WHAT IS EXPECTED: Please repeat every record below exactly as written, but leave out the pictures.

Natural language region descriptions:
=== Begin Enclosure ===

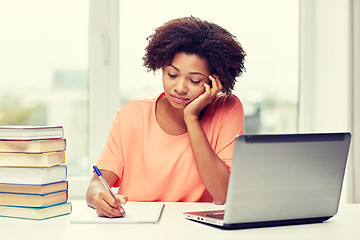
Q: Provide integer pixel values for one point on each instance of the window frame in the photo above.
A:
(103, 83)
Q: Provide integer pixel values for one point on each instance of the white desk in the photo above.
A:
(345, 226)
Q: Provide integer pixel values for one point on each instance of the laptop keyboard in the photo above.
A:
(215, 215)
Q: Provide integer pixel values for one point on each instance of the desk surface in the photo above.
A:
(173, 225)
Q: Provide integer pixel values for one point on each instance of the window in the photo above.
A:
(44, 70)
(269, 35)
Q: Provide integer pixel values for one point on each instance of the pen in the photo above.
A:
(104, 182)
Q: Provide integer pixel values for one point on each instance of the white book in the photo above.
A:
(33, 175)
(135, 212)
(31, 132)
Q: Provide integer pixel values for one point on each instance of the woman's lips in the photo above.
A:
(178, 99)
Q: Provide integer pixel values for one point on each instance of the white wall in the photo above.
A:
(326, 79)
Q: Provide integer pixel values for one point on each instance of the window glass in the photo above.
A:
(44, 70)
(268, 31)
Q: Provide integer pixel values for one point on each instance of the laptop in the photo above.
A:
(282, 180)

=== End Enclosure ===

WRITTEN REPLY:
Q: Provide integer pixel values for one point on each instance of the window frame in the photo above.
A:
(103, 83)
Q: Provide integer pixel values for one point on each instance of the white desk in the photo above.
A:
(345, 226)
Q: Provide integer pixel values for one point on each instance of the laptop keyboard in the photo above.
A:
(215, 215)
Q: Provide integer pixel values for one point on each instance of the desk surface in the photo above.
A:
(173, 225)
Q: Provide integer pixel values for one point on each instance of the window in the photo above.
A:
(44, 70)
(269, 35)
Q: Provide integer pixel values for one point on each instance of the pen in the photo above.
A:
(104, 182)
Q: Provide integer pixel values for one point on each instance of the white book in the photo above.
A:
(33, 175)
(135, 212)
(31, 132)
Q: Provide integer pixel values for one point on each instance of the woman's lips in the photo above.
A:
(178, 99)
Q: Provide integer pixel values for one point on each instance of the white wall in the photo above.
A:
(326, 79)
Q: Provide integer pixel values for one point on each instance of the window glass in the photo above.
A:
(44, 70)
(268, 31)
Q: Provide integer pixel values for one point on each instance of the laptop in the photo above.
A:
(282, 180)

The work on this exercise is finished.